Pull out every line in the material below that contains the string "layer", copying each one in full.

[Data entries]
begin

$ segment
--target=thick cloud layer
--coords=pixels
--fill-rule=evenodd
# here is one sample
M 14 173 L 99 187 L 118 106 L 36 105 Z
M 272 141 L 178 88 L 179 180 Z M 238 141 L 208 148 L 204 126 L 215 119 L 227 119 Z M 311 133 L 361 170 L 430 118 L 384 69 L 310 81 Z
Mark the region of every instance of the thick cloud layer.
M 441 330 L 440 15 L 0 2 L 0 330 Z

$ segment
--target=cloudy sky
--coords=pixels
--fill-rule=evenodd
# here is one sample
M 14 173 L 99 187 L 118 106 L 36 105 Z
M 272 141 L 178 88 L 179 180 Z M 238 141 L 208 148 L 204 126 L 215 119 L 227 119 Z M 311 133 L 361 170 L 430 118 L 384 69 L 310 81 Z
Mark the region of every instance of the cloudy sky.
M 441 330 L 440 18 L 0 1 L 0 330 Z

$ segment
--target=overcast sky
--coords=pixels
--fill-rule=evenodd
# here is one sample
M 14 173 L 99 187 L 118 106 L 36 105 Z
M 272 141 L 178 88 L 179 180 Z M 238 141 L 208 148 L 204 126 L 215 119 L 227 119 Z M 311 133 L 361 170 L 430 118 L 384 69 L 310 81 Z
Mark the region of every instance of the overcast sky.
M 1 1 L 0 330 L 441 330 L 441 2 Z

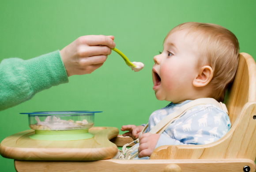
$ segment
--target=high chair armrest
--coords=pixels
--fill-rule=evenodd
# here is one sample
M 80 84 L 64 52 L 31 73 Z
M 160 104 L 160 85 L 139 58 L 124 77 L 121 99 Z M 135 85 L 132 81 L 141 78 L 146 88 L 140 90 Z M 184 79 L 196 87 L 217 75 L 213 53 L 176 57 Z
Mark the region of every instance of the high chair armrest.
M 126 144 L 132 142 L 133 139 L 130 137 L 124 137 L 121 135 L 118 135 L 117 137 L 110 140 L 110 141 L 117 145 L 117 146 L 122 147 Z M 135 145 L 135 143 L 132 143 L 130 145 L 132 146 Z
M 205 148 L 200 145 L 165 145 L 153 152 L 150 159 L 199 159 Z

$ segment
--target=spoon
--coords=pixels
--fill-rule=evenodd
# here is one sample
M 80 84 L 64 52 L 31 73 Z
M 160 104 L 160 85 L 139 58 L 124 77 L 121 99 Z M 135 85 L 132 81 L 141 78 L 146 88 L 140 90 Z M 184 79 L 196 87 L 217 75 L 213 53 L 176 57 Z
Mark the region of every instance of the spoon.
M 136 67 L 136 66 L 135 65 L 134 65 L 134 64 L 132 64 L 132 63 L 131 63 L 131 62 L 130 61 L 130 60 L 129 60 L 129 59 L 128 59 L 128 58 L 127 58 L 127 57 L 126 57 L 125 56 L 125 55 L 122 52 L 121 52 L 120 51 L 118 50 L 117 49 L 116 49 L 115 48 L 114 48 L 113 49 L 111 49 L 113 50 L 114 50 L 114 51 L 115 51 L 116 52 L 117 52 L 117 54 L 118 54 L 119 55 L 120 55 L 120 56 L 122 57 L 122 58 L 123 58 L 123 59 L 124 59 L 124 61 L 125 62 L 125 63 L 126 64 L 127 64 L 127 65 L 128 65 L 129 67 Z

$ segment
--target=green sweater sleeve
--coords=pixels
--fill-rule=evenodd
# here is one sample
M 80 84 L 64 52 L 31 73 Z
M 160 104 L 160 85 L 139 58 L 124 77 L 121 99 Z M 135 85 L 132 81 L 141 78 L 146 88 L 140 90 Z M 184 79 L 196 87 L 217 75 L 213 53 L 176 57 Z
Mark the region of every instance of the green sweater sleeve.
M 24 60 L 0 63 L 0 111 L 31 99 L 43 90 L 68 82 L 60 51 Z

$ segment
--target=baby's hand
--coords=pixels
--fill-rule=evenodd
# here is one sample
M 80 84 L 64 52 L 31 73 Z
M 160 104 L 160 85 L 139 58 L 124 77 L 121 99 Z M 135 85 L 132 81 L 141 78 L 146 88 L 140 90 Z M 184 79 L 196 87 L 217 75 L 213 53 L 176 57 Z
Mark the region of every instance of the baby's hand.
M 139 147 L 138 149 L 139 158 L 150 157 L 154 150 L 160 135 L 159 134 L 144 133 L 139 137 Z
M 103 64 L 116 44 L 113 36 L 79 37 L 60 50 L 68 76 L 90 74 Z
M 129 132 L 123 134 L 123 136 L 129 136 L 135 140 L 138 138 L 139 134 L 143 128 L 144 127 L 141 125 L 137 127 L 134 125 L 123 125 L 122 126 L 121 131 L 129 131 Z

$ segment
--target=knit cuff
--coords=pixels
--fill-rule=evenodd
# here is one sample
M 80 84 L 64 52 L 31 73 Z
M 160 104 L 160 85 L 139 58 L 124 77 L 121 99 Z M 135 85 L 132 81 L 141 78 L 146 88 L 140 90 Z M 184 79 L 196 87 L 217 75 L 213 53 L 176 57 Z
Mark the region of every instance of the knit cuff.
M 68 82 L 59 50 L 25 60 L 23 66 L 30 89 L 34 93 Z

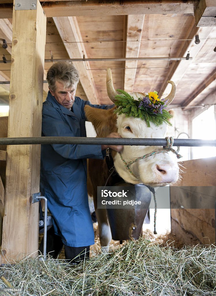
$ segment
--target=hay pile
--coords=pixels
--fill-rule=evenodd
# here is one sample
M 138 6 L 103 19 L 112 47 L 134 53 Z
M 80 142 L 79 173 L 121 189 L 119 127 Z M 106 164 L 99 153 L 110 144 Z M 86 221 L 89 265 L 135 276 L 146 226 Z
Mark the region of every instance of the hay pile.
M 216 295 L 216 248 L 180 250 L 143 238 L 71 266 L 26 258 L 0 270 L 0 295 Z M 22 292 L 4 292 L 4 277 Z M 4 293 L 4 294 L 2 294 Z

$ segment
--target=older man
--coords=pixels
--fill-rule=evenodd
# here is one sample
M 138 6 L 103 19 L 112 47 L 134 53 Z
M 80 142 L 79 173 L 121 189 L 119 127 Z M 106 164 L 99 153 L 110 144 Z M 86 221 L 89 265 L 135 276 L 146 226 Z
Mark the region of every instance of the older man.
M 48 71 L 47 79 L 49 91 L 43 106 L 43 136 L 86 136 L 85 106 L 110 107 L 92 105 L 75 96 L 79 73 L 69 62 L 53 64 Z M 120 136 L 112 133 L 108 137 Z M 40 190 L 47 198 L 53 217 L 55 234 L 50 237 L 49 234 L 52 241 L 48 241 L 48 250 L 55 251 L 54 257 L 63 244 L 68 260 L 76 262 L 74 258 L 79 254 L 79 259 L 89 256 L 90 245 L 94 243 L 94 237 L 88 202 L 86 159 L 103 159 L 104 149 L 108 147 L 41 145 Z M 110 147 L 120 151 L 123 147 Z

end
begin

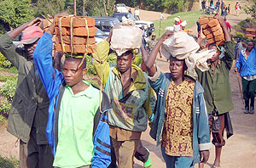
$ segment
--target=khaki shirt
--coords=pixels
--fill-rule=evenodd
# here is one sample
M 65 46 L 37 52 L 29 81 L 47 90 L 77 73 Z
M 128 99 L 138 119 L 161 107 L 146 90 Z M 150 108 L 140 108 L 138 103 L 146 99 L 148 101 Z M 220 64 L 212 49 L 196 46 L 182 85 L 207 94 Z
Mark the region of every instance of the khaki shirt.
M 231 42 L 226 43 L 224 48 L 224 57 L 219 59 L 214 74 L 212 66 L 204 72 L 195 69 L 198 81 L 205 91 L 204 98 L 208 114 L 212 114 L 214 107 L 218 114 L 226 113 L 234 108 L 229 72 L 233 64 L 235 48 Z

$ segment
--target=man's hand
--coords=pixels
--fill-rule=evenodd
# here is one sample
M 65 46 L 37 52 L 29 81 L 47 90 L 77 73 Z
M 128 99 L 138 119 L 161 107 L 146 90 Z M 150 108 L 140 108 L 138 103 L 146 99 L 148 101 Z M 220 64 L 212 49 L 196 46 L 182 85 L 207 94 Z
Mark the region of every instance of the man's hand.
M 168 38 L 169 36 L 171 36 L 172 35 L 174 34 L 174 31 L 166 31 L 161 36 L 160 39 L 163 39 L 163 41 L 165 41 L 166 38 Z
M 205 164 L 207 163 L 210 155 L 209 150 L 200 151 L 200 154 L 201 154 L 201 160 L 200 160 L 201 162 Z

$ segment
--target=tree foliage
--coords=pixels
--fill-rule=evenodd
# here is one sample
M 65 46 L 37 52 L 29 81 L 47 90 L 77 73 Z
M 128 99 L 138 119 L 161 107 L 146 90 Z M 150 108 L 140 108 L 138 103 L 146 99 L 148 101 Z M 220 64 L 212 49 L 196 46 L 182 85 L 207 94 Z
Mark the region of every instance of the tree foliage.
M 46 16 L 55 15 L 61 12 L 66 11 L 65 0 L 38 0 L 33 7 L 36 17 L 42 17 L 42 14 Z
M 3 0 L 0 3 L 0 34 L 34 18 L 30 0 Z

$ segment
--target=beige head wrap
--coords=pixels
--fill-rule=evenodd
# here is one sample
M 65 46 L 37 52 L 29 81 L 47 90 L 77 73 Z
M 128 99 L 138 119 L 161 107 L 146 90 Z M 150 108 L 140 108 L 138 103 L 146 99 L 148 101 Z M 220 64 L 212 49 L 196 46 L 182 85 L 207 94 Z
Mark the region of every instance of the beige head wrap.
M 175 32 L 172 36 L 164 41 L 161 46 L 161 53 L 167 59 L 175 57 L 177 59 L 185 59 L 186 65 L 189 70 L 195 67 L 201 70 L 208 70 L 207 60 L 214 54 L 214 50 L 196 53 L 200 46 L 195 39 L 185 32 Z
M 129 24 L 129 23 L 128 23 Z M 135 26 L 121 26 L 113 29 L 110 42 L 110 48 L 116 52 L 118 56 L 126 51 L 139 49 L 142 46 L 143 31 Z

end

* _Correct result_
--target=thick cloud layer
Mark the region of every instance of the thick cloud layer.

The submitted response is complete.